(Data excerpts)
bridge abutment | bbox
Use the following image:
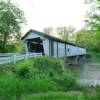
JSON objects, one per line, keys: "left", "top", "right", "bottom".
{"left": 65, "top": 55, "right": 86, "bottom": 65}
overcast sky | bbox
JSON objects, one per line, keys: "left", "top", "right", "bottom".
{"left": 11, "top": 0, "right": 89, "bottom": 33}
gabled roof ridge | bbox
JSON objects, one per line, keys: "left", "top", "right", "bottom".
{"left": 21, "top": 29, "right": 83, "bottom": 48}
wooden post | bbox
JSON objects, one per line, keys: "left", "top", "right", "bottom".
{"left": 12, "top": 55, "right": 16, "bottom": 64}
{"left": 25, "top": 53, "right": 28, "bottom": 60}
{"left": 24, "top": 41, "right": 28, "bottom": 53}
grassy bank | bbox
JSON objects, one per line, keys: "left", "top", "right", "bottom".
{"left": 0, "top": 56, "right": 99, "bottom": 100}
{"left": 21, "top": 92, "right": 100, "bottom": 100}
{"left": 87, "top": 52, "right": 100, "bottom": 61}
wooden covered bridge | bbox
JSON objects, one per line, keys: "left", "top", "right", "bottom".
{"left": 21, "top": 29, "right": 86, "bottom": 64}
{"left": 22, "top": 29, "right": 86, "bottom": 58}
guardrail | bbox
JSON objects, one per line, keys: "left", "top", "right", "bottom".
{"left": 0, "top": 53, "right": 20, "bottom": 57}
{"left": 0, "top": 53, "right": 42, "bottom": 64}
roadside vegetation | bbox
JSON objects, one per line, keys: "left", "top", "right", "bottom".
{"left": 0, "top": 56, "right": 99, "bottom": 100}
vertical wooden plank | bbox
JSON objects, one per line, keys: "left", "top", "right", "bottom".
{"left": 24, "top": 40, "right": 28, "bottom": 53}
{"left": 57, "top": 42, "right": 58, "bottom": 57}
{"left": 49, "top": 40, "right": 51, "bottom": 56}
{"left": 65, "top": 43, "right": 66, "bottom": 57}
{"left": 51, "top": 40, "right": 54, "bottom": 56}
{"left": 49, "top": 40, "right": 54, "bottom": 56}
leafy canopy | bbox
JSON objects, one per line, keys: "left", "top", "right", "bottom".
{"left": 0, "top": 0, "right": 25, "bottom": 52}
{"left": 85, "top": 0, "right": 100, "bottom": 31}
{"left": 75, "top": 29, "right": 100, "bottom": 52}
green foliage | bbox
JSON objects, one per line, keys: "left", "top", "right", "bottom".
{"left": 21, "top": 92, "right": 83, "bottom": 100}
{"left": 0, "top": 63, "right": 15, "bottom": 74}
{"left": 15, "top": 40, "right": 26, "bottom": 53}
{"left": 0, "top": 57, "right": 99, "bottom": 100}
{"left": 0, "top": 74, "right": 21, "bottom": 100}
{"left": 21, "top": 92, "right": 100, "bottom": 100}
{"left": 0, "top": 43, "right": 17, "bottom": 53}
{"left": 0, "top": 74, "right": 58, "bottom": 100}
{"left": 81, "top": 0, "right": 100, "bottom": 53}
{"left": 0, "top": 0, "right": 25, "bottom": 52}
{"left": 0, "top": 57, "right": 85, "bottom": 91}
{"left": 0, "top": 42, "right": 3, "bottom": 52}
{"left": 33, "top": 57, "right": 63, "bottom": 74}
{"left": 16, "top": 60, "right": 32, "bottom": 78}
{"left": 52, "top": 70, "right": 76, "bottom": 90}
{"left": 75, "top": 29, "right": 100, "bottom": 52}
{"left": 85, "top": 0, "right": 100, "bottom": 31}
{"left": 95, "top": 85, "right": 100, "bottom": 93}
{"left": 6, "top": 44, "right": 16, "bottom": 52}
{"left": 24, "top": 79, "right": 58, "bottom": 92}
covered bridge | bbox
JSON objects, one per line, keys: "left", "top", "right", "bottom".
{"left": 21, "top": 29, "right": 86, "bottom": 57}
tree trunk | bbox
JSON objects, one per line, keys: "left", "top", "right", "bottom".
{"left": 3, "top": 34, "right": 7, "bottom": 53}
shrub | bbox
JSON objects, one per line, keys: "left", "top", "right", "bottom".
{"left": 33, "top": 56, "right": 63, "bottom": 74}
{"left": 15, "top": 57, "right": 77, "bottom": 90}
{"left": 52, "top": 70, "right": 76, "bottom": 90}
{"left": 0, "top": 63, "right": 15, "bottom": 74}
{"left": 24, "top": 79, "right": 58, "bottom": 92}
{"left": 16, "top": 60, "right": 33, "bottom": 78}
{"left": 6, "top": 44, "right": 17, "bottom": 53}
{"left": 16, "top": 40, "right": 25, "bottom": 53}
{"left": 0, "top": 57, "right": 86, "bottom": 100}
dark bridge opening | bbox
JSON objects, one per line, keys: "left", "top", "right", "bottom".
{"left": 27, "top": 37, "right": 44, "bottom": 55}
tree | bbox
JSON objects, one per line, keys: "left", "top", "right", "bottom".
{"left": 0, "top": 0, "right": 25, "bottom": 52}
{"left": 85, "top": 0, "right": 100, "bottom": 31}
{"left": 83, "top": 0, "right": 100, "bottom": 52}
{"left": 43, "top": 27, "right": 53, "bottom": 35}
{"left": 75, "top": 28, "right": 100, "bottom": 52}
{"left": 56, "top": 26, "right": 75, "bottom": 41}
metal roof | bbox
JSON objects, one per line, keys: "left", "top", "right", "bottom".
{"left": 21, "top": 29, "right": 84, "bottom": 48}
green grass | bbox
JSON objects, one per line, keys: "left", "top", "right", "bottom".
{"left": 21, "top": 92, "right": 83, "bottom": 100}
{"left": 0, "top": 74, "right": 61, "bottom": 100}
{"left": 21, "top": 92, "right": 100, "bottom": 100}
{"left": 0, "top": 56, "right": 99, "bottom": 100}
{"left": 87, "top": 52, "right": 100, "bottom": 61}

◆ **What this task involves**
Using the records above, copy every line that has the word "green" in it.

◆ **Answer to this task**
green foliage | bbox
green grass | bbox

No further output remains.